__SELECTED PASSAGE__
*** Block opens ***
Second, they all involve Near Field Communications (NFC) technology.
A MacArthur and Guggenheim fellow along with advanced degrees in physics, chemistry and physical chemistry from MIT, Dr. Rogers is Professor of Materials Science and Engineering, Biomedical Engineering, and Neurological Surgery at Northwestern University. He is a member of the National Academy of Engineering, the National Academy of Sciences, the National Academy of Medicine and the American Academy of Arts and Sciences. Dr. Rogers is the founding director of the Querrey-Simpson Institute of Bioelectronics at Northwestern University (QSIB). To see Dr. Rogers’ full bio click here.
But what we find most interesting about Dr. Rogers is that he does really cool stuff with NFC technology.
Dr. Rogers will be sharing his thoughts at June 20-24, 2022 NFC Forum Member Meeting. For more information and to register click here.
Here’ an overview of some of his cool, NFC-enabled inventions he plans to discuss at the June Member Meeting:
- Rogers collaborated with other Northwestern University researchers to spearhead the development of microfliers, the smallest-ever human-made flying structures. Based on the structure of winged seeds, the microfliers catch flight when dropped, spinning rapidly before gradually landing at a slow velocity.
*** Block closes ***
Set down everything in the passage about Dr. Rogers from "Dr. Rogers will" down to "a slow velocity.", word for word.

__DATASET ENTRIES__
*** Block opens ***
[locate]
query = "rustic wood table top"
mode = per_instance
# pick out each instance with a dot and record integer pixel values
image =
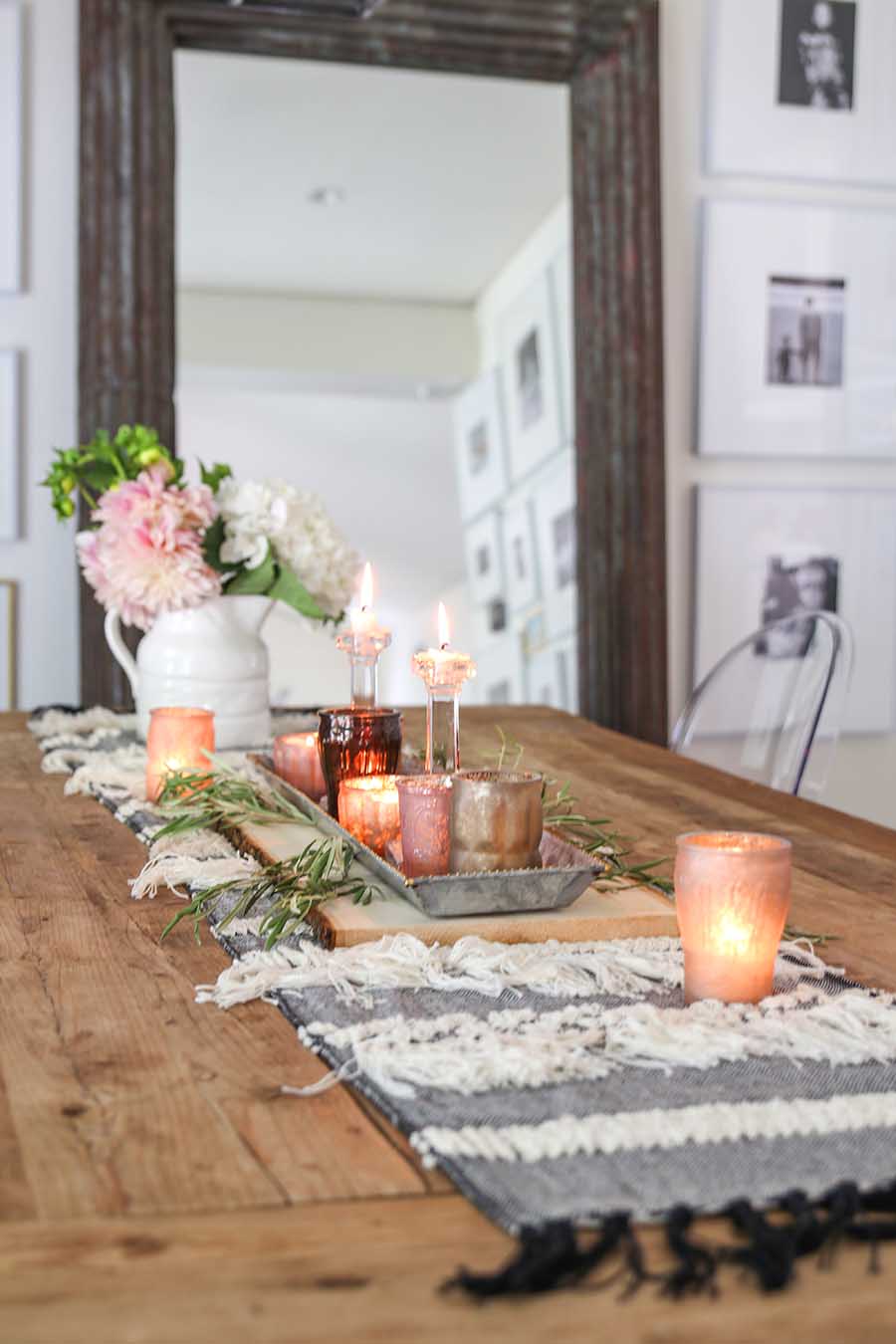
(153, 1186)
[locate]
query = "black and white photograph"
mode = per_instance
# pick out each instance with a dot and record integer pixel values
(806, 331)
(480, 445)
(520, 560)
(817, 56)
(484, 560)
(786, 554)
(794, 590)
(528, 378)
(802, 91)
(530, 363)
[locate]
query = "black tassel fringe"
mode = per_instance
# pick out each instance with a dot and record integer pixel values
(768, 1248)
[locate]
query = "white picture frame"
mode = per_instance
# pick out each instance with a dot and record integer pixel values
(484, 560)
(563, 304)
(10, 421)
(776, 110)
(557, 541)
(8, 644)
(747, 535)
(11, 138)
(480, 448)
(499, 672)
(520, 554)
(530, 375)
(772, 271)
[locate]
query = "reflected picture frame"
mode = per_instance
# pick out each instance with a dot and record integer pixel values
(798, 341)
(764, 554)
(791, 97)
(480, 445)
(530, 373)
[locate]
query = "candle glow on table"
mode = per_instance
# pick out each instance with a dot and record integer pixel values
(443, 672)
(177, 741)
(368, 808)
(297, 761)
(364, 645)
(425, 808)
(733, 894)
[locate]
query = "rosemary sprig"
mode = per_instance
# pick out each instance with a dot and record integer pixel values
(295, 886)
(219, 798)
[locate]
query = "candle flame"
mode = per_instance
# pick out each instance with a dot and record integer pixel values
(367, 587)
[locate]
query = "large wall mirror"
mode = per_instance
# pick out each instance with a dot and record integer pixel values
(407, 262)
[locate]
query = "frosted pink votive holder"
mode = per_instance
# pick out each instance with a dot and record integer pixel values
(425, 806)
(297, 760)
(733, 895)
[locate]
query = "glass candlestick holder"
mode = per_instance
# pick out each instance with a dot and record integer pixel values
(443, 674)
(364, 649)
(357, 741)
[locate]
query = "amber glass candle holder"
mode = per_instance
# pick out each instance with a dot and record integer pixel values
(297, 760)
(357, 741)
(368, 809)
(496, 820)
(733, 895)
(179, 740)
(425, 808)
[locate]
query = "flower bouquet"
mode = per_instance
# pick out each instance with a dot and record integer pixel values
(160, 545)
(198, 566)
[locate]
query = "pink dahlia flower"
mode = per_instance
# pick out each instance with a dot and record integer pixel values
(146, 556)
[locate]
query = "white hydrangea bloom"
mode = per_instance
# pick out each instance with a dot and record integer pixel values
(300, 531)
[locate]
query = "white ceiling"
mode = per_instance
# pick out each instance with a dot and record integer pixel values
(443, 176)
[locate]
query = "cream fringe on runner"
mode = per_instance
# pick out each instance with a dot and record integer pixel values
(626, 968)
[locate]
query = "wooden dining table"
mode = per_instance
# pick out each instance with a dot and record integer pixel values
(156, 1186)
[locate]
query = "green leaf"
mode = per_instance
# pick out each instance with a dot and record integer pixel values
*** Block closes ***
__REPLY__
Dr. Rogers will be sharing his thoughts at June 20-24, 2022 NFC Forum Member Meeting. For more information and to register click here.
Here’ an overview of some of his cool, NFC-enabled inventions he plans to discuss at the June Member Meeting:
- Rogers collaborated with other Northwestern University researchers to spearhead the development of microfliers, the smallest-ever human-made flying structures. Based on the structure of winged seeds, the microfliers catch flight when dropped, spinning rapidly before gradually landing at a slow velocity.